• **Required task**
Reproduce every line of the material below without altering a single character.
..........
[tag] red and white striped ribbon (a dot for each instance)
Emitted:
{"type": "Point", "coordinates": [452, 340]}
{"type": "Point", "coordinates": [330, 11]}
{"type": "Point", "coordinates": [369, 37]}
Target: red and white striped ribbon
..........
• **Response to this task**
[tag] red and white striped ribbon (a dot for each instance)
Emitted:
{"type": "Point", "coordinates": [452, 340]}
{"type": "Point", "coordinates": [330, 11]}
{"type": "Point", "coordinates": [369, 37]}
Target: red and white striped ribbon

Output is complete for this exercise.